• WORK TO BE COMPLETED: Return verbatim the run of lines that opens with the line holding "print shown above." and closes with the last line of the records.

═════ DATA LISTING

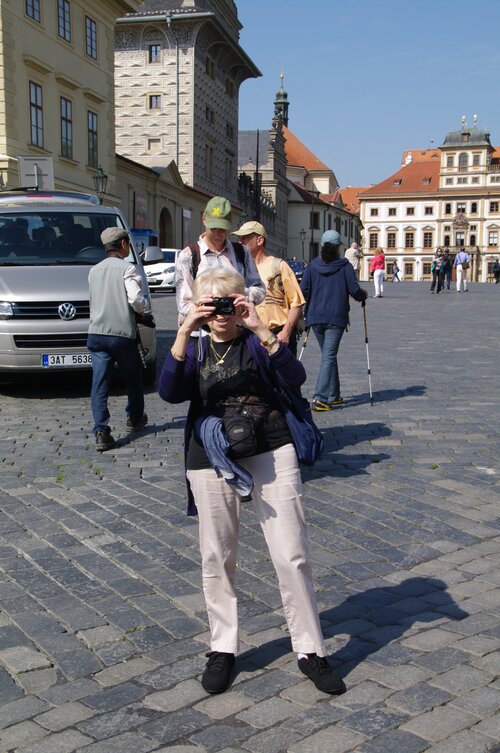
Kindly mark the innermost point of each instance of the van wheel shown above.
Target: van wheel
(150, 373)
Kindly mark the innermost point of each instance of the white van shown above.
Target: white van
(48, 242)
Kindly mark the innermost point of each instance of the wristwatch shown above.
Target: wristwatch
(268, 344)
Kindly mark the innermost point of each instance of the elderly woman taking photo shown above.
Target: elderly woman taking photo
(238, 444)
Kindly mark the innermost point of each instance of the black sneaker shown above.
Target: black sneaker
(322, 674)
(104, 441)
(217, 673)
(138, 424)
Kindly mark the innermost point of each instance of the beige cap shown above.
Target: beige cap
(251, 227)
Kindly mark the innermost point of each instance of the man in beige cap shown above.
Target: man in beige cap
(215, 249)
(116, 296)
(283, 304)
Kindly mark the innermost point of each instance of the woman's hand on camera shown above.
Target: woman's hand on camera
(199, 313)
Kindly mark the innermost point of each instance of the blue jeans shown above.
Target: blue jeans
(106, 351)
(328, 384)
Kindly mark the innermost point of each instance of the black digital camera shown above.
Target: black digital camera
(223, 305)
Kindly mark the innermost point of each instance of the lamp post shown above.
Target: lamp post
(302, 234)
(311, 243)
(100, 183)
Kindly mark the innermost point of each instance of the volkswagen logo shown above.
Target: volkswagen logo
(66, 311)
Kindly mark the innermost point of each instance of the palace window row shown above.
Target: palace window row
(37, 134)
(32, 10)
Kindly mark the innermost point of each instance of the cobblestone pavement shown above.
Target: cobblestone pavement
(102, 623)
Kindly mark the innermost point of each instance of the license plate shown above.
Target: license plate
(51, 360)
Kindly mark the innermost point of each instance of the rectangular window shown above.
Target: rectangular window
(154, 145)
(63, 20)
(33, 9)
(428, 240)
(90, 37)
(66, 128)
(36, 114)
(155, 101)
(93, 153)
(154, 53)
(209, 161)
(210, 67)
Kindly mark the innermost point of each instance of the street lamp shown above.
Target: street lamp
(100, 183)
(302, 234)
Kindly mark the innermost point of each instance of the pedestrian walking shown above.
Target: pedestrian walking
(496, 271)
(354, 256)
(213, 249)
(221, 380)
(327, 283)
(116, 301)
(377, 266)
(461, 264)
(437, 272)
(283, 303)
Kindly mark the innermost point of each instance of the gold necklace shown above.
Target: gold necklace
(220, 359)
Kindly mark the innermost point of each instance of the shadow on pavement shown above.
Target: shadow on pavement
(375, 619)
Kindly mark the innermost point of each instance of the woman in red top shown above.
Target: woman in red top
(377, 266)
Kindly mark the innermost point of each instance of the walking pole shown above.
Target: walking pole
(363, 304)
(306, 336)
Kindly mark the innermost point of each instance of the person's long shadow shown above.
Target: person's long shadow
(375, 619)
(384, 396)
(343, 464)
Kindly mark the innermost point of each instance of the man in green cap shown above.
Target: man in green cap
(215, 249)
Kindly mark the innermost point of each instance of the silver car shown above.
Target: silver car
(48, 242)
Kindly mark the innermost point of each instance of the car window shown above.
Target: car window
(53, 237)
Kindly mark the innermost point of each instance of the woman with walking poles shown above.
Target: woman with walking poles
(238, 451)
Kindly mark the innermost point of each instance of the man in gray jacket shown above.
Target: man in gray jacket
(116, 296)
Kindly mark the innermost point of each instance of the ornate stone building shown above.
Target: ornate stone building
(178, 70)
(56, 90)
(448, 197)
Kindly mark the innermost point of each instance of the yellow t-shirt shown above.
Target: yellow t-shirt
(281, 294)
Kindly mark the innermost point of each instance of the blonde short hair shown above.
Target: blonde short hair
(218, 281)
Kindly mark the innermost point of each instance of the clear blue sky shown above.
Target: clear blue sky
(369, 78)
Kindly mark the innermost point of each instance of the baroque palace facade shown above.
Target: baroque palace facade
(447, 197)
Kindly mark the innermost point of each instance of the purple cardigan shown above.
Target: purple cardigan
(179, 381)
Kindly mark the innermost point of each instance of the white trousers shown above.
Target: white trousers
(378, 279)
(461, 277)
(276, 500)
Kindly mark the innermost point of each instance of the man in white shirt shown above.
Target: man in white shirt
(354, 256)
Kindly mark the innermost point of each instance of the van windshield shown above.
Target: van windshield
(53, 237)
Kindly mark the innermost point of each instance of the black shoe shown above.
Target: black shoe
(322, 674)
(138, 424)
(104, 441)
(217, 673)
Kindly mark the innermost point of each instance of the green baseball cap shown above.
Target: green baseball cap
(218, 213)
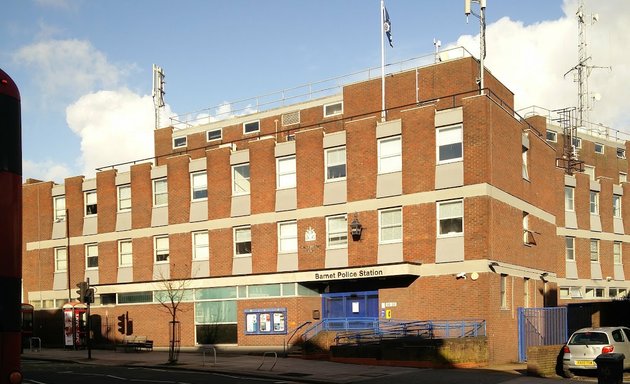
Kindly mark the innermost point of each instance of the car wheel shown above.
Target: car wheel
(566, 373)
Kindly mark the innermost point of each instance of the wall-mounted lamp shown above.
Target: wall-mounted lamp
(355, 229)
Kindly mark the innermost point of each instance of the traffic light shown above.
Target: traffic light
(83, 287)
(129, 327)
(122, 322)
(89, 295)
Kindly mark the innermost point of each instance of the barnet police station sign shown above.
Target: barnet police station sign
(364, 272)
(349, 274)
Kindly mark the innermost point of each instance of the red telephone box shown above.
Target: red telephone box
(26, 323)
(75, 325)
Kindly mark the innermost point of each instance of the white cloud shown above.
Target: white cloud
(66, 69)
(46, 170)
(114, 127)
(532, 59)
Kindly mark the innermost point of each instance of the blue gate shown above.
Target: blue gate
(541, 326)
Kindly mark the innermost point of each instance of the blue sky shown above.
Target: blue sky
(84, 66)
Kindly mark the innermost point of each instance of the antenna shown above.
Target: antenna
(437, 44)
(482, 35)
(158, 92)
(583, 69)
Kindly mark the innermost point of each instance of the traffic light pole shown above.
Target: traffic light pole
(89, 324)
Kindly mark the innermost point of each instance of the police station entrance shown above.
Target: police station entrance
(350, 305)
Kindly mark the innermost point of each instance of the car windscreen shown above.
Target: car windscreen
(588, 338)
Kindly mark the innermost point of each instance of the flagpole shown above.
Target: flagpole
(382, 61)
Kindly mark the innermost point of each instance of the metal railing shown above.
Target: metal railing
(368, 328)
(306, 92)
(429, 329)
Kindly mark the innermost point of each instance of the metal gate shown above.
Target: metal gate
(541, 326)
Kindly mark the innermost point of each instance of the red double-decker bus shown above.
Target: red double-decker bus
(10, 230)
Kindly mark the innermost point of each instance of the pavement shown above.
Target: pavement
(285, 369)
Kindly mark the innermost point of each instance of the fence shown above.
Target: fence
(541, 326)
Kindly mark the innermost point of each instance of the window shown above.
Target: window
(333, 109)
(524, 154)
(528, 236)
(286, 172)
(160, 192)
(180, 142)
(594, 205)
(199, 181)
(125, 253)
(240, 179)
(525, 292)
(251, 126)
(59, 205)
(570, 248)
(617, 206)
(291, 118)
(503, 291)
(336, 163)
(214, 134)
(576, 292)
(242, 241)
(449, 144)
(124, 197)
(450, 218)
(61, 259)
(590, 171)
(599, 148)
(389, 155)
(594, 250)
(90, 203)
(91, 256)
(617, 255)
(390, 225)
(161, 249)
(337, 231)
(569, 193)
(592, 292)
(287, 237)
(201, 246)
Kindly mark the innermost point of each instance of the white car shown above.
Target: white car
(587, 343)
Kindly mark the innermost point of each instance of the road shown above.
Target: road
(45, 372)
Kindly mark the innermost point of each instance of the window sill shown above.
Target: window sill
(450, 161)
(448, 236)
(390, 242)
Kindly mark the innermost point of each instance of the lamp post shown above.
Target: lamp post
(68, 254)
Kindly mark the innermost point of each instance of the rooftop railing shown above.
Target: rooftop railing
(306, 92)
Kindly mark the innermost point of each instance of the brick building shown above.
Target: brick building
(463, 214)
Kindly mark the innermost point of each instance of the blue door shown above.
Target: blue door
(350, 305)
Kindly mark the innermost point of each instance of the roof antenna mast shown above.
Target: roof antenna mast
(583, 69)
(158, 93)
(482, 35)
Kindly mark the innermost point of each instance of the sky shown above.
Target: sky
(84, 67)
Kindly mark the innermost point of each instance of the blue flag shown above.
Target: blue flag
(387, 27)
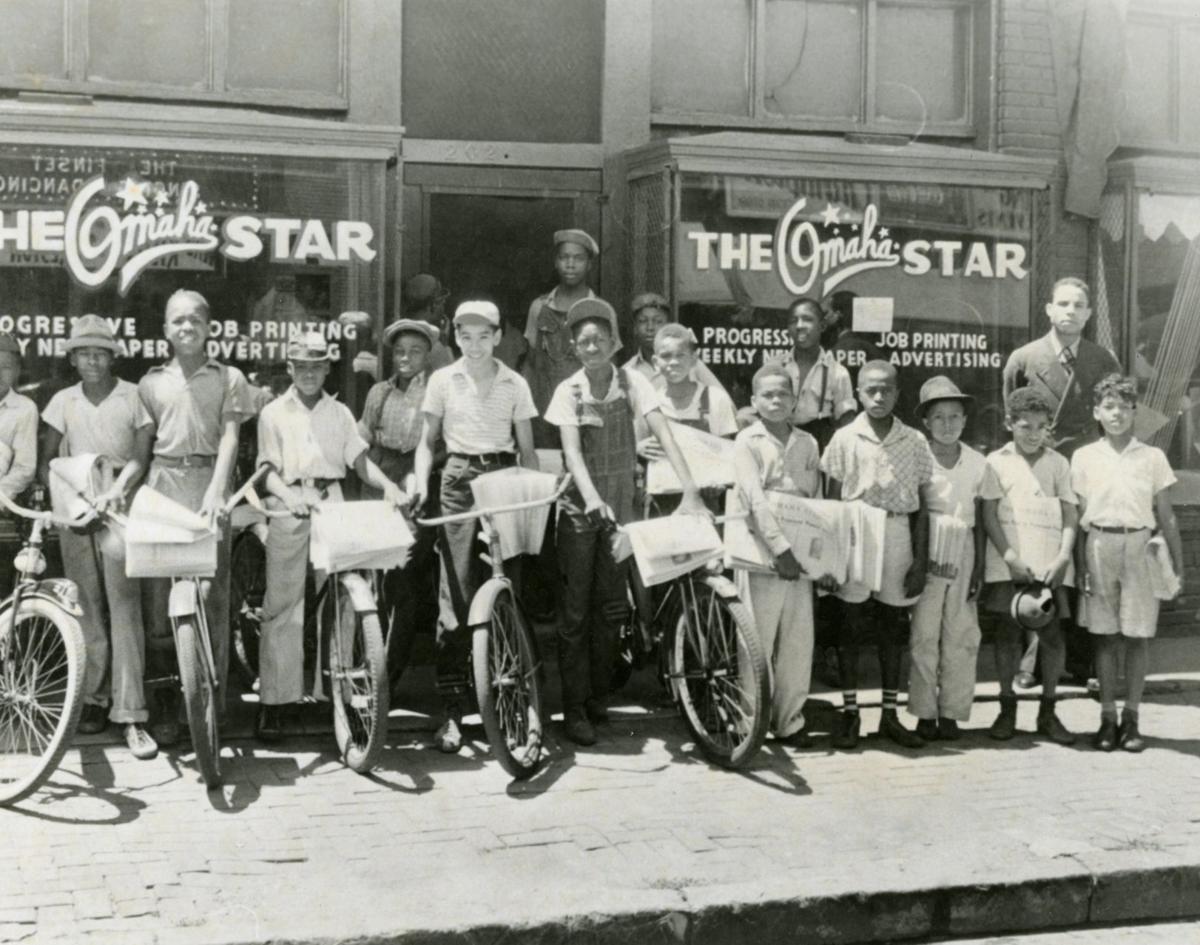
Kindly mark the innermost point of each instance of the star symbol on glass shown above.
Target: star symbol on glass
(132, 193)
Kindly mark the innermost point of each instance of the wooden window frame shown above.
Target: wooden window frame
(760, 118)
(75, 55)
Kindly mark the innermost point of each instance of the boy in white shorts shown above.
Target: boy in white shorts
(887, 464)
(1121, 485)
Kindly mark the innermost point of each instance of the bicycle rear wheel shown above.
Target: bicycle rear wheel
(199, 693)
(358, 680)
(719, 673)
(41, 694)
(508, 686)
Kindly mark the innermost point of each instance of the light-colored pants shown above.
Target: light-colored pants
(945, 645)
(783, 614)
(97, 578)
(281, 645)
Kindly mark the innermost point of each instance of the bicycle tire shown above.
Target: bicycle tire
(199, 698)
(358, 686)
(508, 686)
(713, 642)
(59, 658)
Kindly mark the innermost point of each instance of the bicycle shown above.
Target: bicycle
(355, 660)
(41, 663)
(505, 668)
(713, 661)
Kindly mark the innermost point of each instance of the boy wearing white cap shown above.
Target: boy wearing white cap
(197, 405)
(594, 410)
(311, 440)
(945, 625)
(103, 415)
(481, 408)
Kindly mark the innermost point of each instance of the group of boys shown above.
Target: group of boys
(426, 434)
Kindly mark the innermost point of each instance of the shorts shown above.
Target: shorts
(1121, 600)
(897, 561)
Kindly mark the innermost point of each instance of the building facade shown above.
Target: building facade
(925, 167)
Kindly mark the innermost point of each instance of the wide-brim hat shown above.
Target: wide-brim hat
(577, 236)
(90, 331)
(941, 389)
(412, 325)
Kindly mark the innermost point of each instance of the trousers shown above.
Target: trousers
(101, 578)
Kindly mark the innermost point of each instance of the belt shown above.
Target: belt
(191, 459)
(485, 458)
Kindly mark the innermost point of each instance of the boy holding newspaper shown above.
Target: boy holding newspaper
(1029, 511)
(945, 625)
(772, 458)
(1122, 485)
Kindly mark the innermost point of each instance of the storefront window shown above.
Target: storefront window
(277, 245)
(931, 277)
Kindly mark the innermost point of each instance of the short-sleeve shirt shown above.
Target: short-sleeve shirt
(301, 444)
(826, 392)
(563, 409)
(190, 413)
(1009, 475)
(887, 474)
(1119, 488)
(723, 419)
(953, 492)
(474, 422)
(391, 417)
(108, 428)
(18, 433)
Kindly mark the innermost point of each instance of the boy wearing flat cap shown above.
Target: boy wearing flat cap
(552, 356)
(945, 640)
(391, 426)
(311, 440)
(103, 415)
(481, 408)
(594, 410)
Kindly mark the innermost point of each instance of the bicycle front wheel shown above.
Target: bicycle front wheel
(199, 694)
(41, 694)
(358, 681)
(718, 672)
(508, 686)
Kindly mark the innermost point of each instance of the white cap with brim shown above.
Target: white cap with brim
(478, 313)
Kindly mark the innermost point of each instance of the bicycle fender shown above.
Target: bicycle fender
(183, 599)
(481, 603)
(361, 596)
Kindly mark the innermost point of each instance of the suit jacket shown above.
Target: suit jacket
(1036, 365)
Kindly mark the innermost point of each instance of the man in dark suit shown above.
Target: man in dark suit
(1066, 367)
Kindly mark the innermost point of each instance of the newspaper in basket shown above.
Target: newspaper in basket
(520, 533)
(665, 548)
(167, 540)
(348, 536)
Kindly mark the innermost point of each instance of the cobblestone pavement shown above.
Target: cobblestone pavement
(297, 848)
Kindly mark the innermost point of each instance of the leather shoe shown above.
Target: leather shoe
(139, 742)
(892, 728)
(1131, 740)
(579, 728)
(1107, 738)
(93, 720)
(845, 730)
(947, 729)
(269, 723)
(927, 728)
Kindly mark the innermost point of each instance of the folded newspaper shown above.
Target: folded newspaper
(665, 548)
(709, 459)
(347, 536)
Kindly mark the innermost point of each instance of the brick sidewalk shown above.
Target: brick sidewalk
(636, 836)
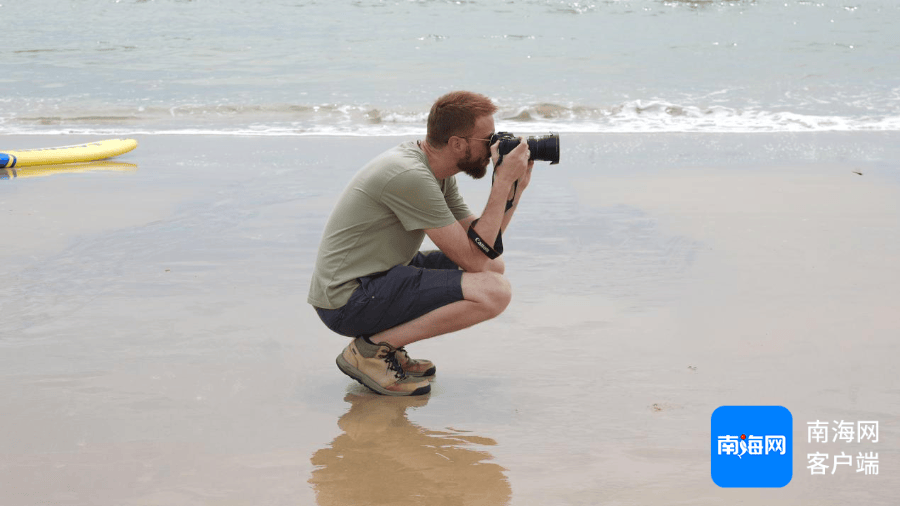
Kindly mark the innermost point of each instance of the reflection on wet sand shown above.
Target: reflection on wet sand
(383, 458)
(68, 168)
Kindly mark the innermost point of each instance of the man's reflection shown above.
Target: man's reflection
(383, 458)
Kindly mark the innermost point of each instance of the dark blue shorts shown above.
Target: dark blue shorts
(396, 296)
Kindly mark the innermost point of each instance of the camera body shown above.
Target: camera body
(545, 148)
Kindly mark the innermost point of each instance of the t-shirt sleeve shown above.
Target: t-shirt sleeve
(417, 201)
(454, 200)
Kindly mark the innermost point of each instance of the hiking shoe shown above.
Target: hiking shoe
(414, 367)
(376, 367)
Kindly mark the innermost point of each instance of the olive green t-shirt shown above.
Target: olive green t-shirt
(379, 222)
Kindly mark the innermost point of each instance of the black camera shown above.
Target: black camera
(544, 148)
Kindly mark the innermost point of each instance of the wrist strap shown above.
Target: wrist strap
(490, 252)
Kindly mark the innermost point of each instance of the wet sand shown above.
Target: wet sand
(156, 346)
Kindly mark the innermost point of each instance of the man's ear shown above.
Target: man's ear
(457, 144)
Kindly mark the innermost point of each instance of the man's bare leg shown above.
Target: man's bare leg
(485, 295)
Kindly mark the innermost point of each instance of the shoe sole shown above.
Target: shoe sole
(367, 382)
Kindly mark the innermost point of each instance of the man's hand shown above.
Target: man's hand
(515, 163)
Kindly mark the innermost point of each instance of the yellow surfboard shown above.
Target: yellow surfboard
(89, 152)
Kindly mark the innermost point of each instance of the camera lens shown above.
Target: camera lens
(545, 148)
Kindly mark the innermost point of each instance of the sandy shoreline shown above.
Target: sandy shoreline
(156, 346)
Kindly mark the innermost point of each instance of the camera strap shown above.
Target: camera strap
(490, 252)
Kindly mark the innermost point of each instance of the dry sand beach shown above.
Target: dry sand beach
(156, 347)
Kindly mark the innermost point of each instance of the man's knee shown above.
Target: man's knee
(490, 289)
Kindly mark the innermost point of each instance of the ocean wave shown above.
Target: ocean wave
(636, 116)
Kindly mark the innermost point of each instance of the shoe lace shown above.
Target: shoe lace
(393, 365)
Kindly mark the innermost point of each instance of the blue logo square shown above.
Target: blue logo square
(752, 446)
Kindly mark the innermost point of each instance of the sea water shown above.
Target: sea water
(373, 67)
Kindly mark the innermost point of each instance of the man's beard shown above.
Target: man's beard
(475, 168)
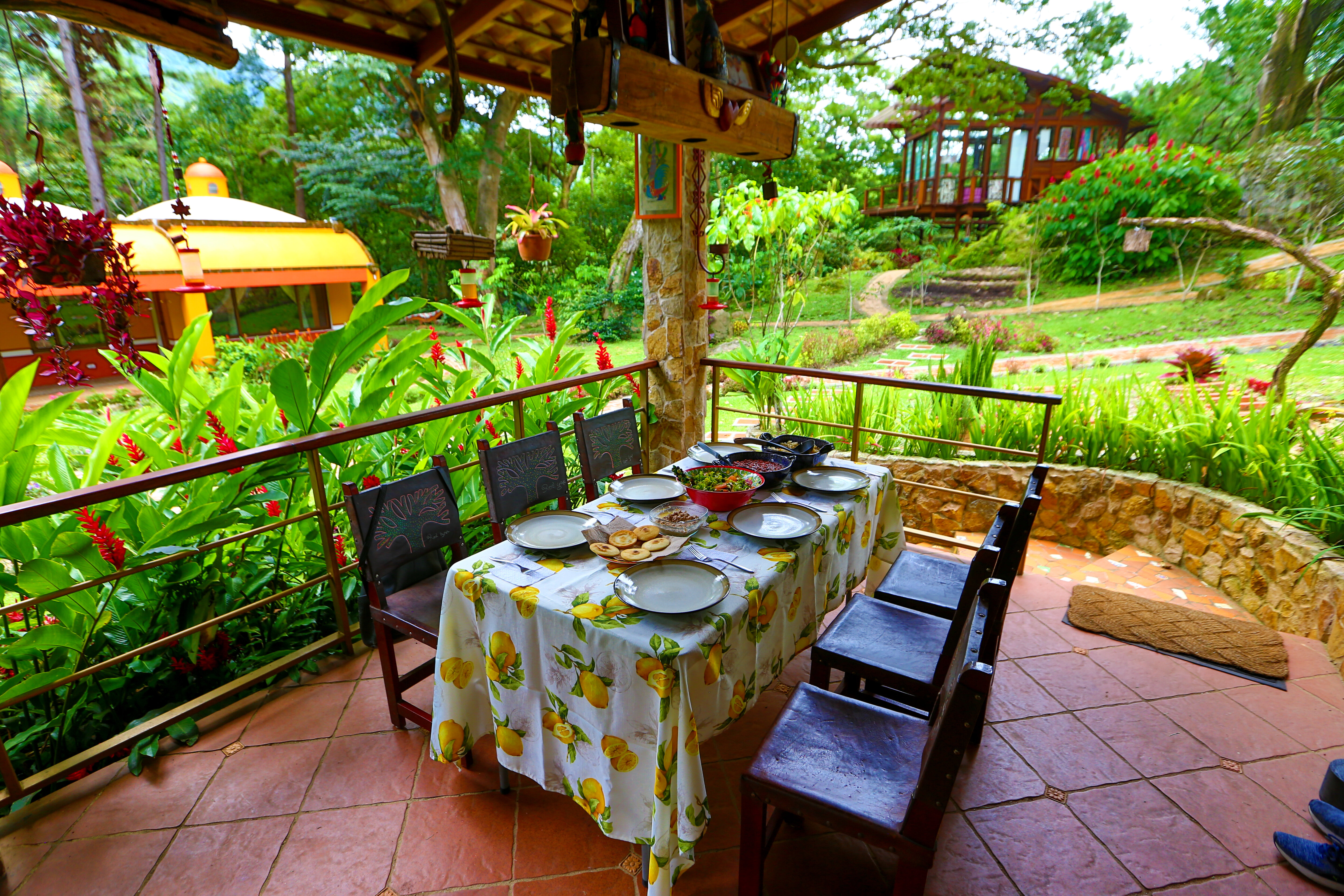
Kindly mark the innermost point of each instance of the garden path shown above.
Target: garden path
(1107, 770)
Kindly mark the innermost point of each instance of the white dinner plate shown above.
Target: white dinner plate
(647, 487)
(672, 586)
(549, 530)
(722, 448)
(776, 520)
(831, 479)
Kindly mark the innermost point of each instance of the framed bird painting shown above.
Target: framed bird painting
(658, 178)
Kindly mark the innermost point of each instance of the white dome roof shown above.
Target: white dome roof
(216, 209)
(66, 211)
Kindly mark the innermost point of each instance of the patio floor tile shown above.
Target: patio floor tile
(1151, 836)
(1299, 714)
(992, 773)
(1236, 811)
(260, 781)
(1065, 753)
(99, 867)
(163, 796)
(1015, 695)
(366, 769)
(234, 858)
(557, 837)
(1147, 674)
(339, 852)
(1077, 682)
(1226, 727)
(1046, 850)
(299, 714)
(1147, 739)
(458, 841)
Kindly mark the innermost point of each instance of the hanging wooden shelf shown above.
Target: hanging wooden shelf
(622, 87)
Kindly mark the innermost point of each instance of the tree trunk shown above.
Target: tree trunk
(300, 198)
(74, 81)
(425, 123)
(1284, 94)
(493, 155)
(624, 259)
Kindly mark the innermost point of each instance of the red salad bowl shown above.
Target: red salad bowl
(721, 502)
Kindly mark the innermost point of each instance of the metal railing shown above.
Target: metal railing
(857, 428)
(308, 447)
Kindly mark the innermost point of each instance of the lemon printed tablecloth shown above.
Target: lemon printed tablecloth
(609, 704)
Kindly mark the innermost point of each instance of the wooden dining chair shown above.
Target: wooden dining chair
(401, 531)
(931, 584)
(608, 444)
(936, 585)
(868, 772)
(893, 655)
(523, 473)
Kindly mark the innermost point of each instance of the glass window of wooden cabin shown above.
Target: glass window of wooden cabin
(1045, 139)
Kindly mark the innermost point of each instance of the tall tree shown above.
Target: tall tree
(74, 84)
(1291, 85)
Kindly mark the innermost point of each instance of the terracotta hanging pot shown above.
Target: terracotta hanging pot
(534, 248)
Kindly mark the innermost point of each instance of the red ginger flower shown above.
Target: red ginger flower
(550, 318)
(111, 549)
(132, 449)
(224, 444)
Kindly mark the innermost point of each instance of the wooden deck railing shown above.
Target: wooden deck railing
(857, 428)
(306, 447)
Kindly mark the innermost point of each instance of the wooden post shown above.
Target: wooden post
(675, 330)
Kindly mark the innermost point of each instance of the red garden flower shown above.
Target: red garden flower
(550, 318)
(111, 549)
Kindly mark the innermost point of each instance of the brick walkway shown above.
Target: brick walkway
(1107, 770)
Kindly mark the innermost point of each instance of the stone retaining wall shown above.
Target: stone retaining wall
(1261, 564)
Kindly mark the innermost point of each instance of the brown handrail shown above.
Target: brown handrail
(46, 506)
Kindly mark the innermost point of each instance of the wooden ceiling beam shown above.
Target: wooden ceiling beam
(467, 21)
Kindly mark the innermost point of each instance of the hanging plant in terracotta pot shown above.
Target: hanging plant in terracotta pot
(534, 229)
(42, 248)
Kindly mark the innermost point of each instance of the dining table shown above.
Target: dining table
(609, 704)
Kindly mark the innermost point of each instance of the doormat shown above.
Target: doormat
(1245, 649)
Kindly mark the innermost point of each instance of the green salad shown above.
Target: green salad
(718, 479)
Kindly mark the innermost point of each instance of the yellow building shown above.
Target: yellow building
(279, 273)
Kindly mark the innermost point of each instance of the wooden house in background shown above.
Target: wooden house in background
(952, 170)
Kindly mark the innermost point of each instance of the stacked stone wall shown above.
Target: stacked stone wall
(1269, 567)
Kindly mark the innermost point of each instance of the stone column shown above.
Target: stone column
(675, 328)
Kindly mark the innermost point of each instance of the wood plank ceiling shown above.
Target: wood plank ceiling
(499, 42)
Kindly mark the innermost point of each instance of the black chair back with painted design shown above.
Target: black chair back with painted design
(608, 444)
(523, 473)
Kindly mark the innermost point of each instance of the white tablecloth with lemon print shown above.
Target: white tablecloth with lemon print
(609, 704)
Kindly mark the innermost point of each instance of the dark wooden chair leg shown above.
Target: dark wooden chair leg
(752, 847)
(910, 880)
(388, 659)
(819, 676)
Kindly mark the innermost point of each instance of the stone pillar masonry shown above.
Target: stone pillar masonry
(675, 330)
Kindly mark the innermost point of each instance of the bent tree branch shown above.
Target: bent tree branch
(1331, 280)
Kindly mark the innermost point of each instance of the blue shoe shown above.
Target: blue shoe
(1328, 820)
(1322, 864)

══════════

• RESPONSE BELOW:
Kindly mark the innermost point of each instance of the white tablecloth with lemon print shown above.
Target: white tablecloth with lemon print
(609, 704)
Kindly mark the innermost point of each instance of the dark wooden chair leg shown above.
Target: dark wooden chair leg
(752, 847)
(910, 880)
(388, 659)
(819, 676)
Kindly mark the innermost point of each instance of the stone pillar masonry shown above.
Target: stone pillar masonry
(675, 330)
Kindly mark the innermost point of each instance of the bent tree branch shown above.
Target: bent tree branch
(1331, 280)
Kindly mark the innermost point of each instance of the blue shoe shown above.
Target: blue shoe
(1328, 820)
(1322, 864)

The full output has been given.